## Segmentation mask data
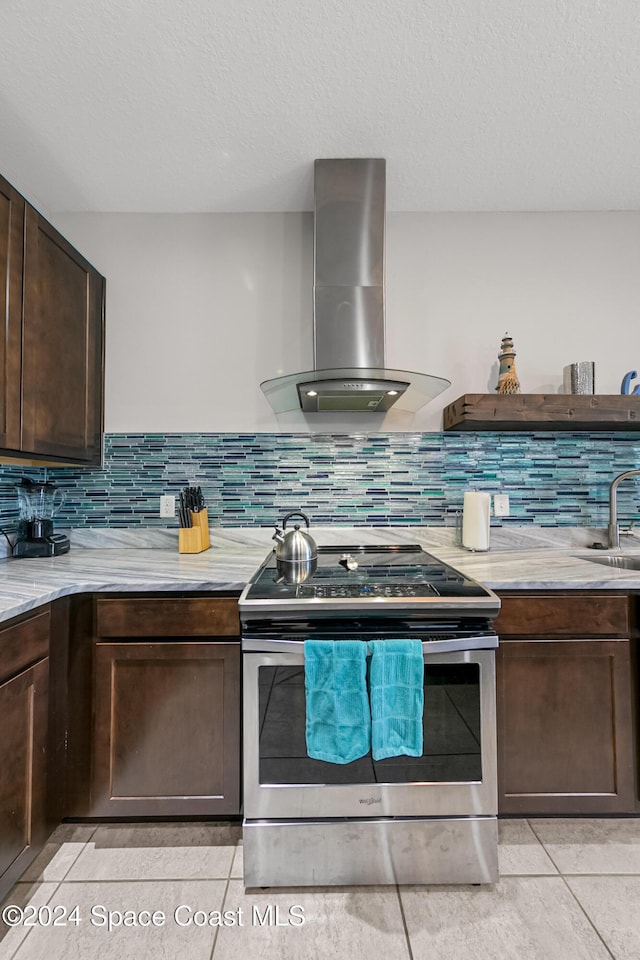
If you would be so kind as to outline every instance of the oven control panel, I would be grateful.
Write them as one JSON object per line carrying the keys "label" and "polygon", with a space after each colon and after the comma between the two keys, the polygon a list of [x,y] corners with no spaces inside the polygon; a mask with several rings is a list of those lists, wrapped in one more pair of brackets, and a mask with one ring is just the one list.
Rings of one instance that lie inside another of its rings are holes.
{"label": "oven control panel", "polygon": [[433,597],[438,596],[429,583],[335,583],[322,585],[303,584],[298,596],[316,600],[349,599],[351,597]]}

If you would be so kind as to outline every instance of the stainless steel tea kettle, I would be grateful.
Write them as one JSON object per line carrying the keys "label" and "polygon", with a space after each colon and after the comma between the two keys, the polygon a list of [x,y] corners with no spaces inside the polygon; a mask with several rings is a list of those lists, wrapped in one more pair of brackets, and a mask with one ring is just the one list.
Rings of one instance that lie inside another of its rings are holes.
{"label": "stainless steel tea kettle", "polygon": [[[293,530],[287,530],[287,520],[291,517],[302,517],[307,525],[307,530],[301,530],[300,524],[295,523]],[[318,548],[316,542],[308,533],[309,518],[299,510],[293,510],[288,513],[282,521],[282,530],[274,533],[272,540],[276,541],[276,560],[282,563],[308,563],[310,560],[316,560]]]}

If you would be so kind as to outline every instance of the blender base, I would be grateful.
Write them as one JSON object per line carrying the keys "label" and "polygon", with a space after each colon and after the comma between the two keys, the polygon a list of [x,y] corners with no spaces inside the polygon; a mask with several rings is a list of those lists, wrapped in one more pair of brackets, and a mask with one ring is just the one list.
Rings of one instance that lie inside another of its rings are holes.
{"label": "blender base", "polygon": [[64,533],[52,533],[42,540],[18,540],[13,548],[13,557],[59,557],[69,553],[71,543]]}

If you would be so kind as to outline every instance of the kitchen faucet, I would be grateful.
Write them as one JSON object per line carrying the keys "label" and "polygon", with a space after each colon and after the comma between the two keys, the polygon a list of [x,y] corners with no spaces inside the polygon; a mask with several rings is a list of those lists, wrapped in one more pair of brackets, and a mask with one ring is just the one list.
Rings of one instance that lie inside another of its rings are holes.
{"label": "kitchen faucet", "polygon": [[611,481],[611,486],[609,487],[609,549],[620,549],[620,527],[618,526],[618,504],[617,504],[617,492],[618,485],[622,480],[627,480],[629,477],[638,477],[640,476],[640,470],[625,470],[624,473],[621,473],[618,477],[614,477]]}

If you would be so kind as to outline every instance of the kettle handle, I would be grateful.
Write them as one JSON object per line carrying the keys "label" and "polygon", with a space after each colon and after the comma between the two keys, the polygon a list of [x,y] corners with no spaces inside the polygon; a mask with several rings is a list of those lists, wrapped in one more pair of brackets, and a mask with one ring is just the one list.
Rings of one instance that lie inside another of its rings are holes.
{"label": "kettle handle", "polygon": [[286,526],[287,526],[287,520],[290,520],[291,517],[302,517],[302,519],[304,520],[304,522],[305,522],[306,525],[307,525],[307,530],[309,529],[309,517],[306,515],[306,513],[303,513],[302,510],[292,510],[291,513],[288,513],[288,514],[286,515],[286,517],[283,517],[283,520],[282,520],[282,532],[283,532],[283,533],[284,533],[285,528],[286,528]]}

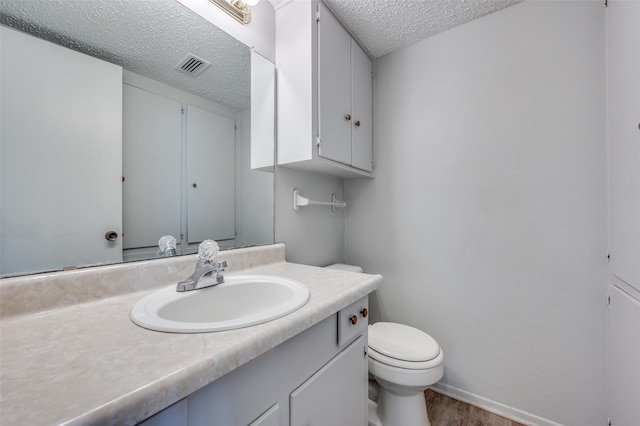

## ACTION ITEM
Give the data above again, exactly and completely. No pictures go in.

## WRITTEN RESPONSE
If you would be so kind as to outline every instance of the oven control panel, I would be grateful.
Write them as one JSON object per line carrying the keys "label" and "polygon", with a space after each colon and after the comma between the two keys, the polygon a list of [x,y] corners with no spaces inside the polygon; a mask with several rings is a list of those lists, wrapped in one more pair of brackets, and a mask with one ring is just the one list.
Rings of one instance that lie inside another of its rings are holes.
{"label": "oven control panel", "polygon": [[433,597],[438,596],[429,583],[335,583],[322,585],[303,584],[298,596],[316,600],[349,599],[351,597]]}

If you would be so kind as to outline every instance of the stainless steel tea kettle, I would be grateful.
Write them as one JSON object per line carrying the keys "label" and "polygon", with a space after each colon and after the comma between the two keys, the polygon a list of [x,y] corners with no spaces inside the polygon; a mask with several rings is a list of those lists, wrapped in one more pair of brackets, and a mask with one ring is just the one list.
Rings of one instance that lie inside another of its rings are holes.
{"label": "stainless steel tea kettle", "polygon": [[[293,530],[287,530],[287,520],[291,517],[302,517],[307,525],[307,530],[301,530],[300,524],[295,523]],[[318,548],[316,542],[308,533],[309,518],[299,510],[293,510],[288,513],[282,521],[282,530],[274,533],[272,540],[276,541],[276,560],[282,563],[308,563],[310,560],[316,560]]]}

If you would be so kind as to outline every instance of the blender base, I would be grateful.
Write them as one JSON object per line carrying the keys "label" and "polygon", with a space after each colon and after the comma between the two keys, the polygon a list of [x,y] corners with no spaces inside the polygon; a mask with several rings is a list of those lists, wrapped in one more pair of brackets, and a mask with one ring is just the one list.
Rings of one instance that lie inside another of its rings are holes.
{"label": "blender base", "polygon": [[64,533],[52,533],[42,540],[18,540],[13,548],[13,557],[59,557],[69,553],[71,543]]}

If you would be so kind as to outline every instance of the kitchen faucet, I would be grateful.
Write them as one JSON object per line carrying the keys "label" and "polygon", with a space after each colon and after the comma between the two keys, the polygon a list of [x,y] corners with no spaces inside the polygon; a mask with several rings is a list of those lists, wrapped in one more pair of brackets, and a mask with one ring is just the one list.
Rings of one instance that lie inside another of its rings are holes.
{"label": "kitchen faucet", "polygon": [[611,481],[611,486],[609,487],[609,549],[620,549],[620,527],[618,526],[618,504],[617,504],[617,492],[618,485],[622,480],[627,480],[629,477],[638,477],[640,476],[640,470],[625,470],[624,473],[621,473],[618,477],[614,477]]}

If you would be so kind as to outline every instance of the kettle handle, I would be grateful.
Write them as one JSON object per line carrying the keys "label" and "polygon", with a space after each colon and after the comma between the two keys, the polygon a list of [x,y] corners with no spaces inside the polygon; a mask with several rings is a list of those lists, wrapped in one more pair of brackets, and a mask with one ring is just the one list.
Rings of one instance that lie inside another of its rings are holes.
{"label": "kettle handle", "polygon": [[286,526],[287,526],[287,520],[290,520],[291,517],[302,517],[302,519],[304,520],[304,522],[305,522],[306,525],[307,525],[307,530],[309,529],[309,517],[306,515],[306,513],[303,513],[302,510],[292,510],[291,513],[288,513],[288,514],[286,515],[286,517],[283,517],[283,520],[282,520],[282,532],[283,532],[283,533],[284,533],[285,528],[286,528]]}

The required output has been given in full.